__TASK GOAL__. Lines with "snowy": pull these out of the listing below.

(EXERCISE INPUT)

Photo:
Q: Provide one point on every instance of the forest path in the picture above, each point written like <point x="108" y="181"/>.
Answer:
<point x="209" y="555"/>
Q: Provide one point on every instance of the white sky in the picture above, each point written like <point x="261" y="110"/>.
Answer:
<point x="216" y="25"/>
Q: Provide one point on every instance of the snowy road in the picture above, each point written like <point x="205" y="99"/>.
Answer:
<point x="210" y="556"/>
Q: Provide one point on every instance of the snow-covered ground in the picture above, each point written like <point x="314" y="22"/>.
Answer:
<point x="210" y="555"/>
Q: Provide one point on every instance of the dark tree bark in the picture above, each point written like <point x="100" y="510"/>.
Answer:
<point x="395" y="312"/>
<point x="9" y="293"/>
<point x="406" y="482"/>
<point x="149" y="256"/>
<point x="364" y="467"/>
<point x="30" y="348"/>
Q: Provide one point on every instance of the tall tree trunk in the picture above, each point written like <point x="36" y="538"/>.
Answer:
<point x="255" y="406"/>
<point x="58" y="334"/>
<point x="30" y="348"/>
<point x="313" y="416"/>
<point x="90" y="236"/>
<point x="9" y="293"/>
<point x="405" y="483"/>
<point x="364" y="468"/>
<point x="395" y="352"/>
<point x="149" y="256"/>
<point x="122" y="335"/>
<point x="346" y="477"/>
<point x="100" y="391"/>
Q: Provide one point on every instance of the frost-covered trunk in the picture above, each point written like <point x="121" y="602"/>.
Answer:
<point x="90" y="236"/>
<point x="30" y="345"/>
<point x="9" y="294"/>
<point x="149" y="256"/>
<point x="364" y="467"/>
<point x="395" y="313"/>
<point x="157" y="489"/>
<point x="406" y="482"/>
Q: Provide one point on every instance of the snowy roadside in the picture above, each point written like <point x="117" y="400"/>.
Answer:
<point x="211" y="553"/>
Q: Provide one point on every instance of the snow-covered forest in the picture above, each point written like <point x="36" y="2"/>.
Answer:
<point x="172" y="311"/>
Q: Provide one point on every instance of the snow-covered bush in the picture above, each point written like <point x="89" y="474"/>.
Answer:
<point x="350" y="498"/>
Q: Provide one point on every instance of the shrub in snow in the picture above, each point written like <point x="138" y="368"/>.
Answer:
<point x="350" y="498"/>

(End EXERCISE INPUT)
(EXERCISE INPUT)

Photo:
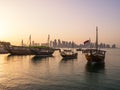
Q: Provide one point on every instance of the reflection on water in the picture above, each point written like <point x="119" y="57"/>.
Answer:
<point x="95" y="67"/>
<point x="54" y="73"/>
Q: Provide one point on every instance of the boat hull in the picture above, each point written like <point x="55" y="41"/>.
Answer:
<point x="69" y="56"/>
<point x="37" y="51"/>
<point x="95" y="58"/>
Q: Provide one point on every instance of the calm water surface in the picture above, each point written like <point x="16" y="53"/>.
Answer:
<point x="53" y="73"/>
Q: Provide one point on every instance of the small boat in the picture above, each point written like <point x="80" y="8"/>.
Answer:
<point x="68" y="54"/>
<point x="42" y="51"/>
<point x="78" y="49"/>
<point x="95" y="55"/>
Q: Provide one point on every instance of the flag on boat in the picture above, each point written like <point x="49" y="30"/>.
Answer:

(End EXERCISE INPUT)
(EXERCISE INPUT)

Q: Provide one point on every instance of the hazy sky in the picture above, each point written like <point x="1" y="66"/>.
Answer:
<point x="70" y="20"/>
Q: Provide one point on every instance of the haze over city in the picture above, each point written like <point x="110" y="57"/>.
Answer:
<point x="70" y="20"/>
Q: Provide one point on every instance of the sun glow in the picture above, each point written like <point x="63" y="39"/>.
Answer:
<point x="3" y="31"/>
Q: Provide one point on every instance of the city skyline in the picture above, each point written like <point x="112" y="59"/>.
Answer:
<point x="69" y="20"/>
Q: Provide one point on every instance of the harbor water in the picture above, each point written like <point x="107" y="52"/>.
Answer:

(End EXERCISE INPUT)

__RESPONSE TO THE TASK__.
Q: Provide one point on every instance of the snowy road in the picture above, each point written like <point x="205" y="99"/>.
Q: Provide one point on every instance of the snowy roadside in the picture above, each point written like <point x="117" y="400"/>.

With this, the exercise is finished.